Location labeling records:

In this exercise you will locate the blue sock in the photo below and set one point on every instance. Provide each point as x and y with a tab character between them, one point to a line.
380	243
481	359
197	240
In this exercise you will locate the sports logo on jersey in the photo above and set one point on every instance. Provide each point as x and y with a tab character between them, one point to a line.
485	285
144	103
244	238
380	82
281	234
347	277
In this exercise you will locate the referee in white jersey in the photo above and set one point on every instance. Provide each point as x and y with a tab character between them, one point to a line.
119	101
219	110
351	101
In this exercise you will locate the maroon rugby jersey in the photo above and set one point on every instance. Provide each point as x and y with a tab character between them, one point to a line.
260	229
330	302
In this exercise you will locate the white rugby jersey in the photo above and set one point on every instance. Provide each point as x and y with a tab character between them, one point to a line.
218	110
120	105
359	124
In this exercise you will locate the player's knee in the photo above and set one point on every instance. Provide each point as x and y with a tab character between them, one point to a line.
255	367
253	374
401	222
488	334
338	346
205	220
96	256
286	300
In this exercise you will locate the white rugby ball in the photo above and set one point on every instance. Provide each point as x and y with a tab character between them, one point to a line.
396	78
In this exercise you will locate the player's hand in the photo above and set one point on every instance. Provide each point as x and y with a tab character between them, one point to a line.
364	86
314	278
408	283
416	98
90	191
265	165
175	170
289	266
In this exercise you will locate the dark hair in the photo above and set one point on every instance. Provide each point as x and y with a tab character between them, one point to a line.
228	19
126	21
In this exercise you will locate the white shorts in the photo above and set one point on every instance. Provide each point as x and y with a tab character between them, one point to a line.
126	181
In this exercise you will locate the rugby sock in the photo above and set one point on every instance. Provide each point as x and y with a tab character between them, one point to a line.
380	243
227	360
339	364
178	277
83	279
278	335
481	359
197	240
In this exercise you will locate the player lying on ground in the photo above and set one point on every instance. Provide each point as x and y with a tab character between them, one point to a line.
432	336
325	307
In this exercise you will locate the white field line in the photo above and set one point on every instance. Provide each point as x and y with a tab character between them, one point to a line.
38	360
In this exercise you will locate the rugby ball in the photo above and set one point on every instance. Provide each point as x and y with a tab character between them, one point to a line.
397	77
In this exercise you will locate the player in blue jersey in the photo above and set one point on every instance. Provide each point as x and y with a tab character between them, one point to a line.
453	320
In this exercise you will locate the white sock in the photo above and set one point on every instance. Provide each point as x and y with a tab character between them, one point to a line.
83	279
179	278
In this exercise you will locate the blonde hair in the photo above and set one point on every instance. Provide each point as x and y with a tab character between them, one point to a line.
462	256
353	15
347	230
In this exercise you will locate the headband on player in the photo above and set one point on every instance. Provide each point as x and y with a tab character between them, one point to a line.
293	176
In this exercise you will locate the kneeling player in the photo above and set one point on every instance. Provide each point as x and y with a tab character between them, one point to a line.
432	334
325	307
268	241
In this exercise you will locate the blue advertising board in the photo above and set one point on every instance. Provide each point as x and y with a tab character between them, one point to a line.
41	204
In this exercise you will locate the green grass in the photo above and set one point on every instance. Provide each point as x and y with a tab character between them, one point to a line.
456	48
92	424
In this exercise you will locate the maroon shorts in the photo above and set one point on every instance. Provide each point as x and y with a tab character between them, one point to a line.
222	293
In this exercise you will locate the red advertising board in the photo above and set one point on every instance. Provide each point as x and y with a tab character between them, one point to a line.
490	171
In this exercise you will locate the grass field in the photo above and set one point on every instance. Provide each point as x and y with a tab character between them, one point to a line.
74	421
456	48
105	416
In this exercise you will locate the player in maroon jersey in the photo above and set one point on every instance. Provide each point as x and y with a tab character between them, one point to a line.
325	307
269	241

● Given request: Make an exact copy of the material above.

● Response to the exercise:
In this exercise you will locate the blue sock in the photo below and set one point on every instance. Provide each point as x and y with a tab character between them, one point to a line.
380	243
481	359
197	240
In this exercise you will locate the sports logo on jersey in the photo above and set one point on every instance. Provide each point as x and y with a tab character between them, one point to a line.
485	285
144	103
244	238
380	82
281	234
347	277
In this exercise you will locate the referee in white jersey in the photo above and set one point on every instance. Provide each point as x and y with a tab character between them, one point to a line.
119	101
219	110
351	101
In this exercise you will locate the maroon rugby jersey in the photo above and set one point on every instance. Provide each point as x and y with a tab character between them, one point to a line.
260	229
330	302
In this exercise you will locate the white rugby jersey in the photo above and set one point on every instance. Provide each point as x and y with a tab character between them, one point to a line.
218	110
120	105
359	124
In this exercise you will locate the player's knee in the photo above and set one point on every instance. Provide each point as x and y with a tab character between them, one point to a line.
255	367
253	374
401	222
488	334
338	346
205	220
96	256
286	300
In this exercise you will locate the white rugby ball in the photo above and set one point on every instance. Provide each point as x and y with a tab character between them, one point to a line.
396	78
In this exercise you will locate the player's hand in the photo above and set one point on every instance. Provide each point as x and y with a tab character between them, one point to a line.
364	86
314	278
408	283
416	98
90	191
265	165
175	170
289	266
In this exercise you will locate the dark hair in the photo above and set one point on every instance. Provide each point as x and y with a tab character between them, one point to a line.
228	19
126	21
In this exercise you will locate the white shorts in the photo above and set one point on every instance. Provide each point as x and y with a tab character between them, one point to a line.
126	181
In this exercise you will locate the rugby sock in the photo above and set one point on every instance. Provide each point as x and y with a tab character between them, one point to a line.
380	243
227	360
339	364
178	277
83	279
278	335
481	359
197	240
In this exercise you will locate the player lying on ground in the photo above and set one point on every instance. Provide each point as x and y with a tab character between them, one point to a line.
432	336
325	307
In this exercise you will locate the white field line in the photo above and set one point on every instance. Provide each point as x and y with a tab character between them, one point to a line.
38	360
In this exercise you will locate the rugby ball in the photo above and set one point on every instance. Provide each point as x and y with a tab character between them, one point to a line.
397	77
In this exercise you will locate the player in blue jersey in the photo above and set one point on every instance. Provide each point as x and y with a tab character between them, one point to a line.
453	320
In this exercise you will locate the white sock in the photo above and set one point on every instance. Provide each point as x and y with a tab character between them, one point to a line.
83	279
179	278
In this exercise you will locate the blonde hair in the photo above and set one point on every instance. Provide each point as x and y with a tab character between them, one point to a line.
462	256
353	15
347	230
In this exercise you will locate the headband on player in the photo above and set one point on every instance. Provide each point as x and y with a tab character between them, one point to a line.
293	176
In this exercise you will locate the kneeling player in the photo above and set one point on every instance. Provide each point as x and y with a tab character between them, one point to a line.
432	334
325	307
268	241
In this exercise you will locate the blue advertising board in the photo above and set one point on every instance. Provide each point as x and y with a tab character between them, one point to a line.
41	204
In this exercise you will locate the green grass in the photo above and set one point on every instance. Provide each point as x and y with a tab character between them, one point to a line.
456	48
92	424
In this exercise you will locate the maroon shorts in the photo above and set one point on every instance. Provide each point as x and y with a tab character between them, one point to a line.
222	293
In this exercise you will locate the red advertising board in the photo above and set one point on every instance. Provide each point as x and y with a tab character between them, one point to a line.
490	171
In this exercise you will locate the grass field in the photo above and set one point on every instance. Provide each point as x and y with a tab character between them, one point to a line.
74	421
456	48
105	416
In this exercise you will locate the player in maroon jersey in the photo above and set one point on every instance. Provide each point as x and y with a tab character between them, one point to a line.
325	307
269	241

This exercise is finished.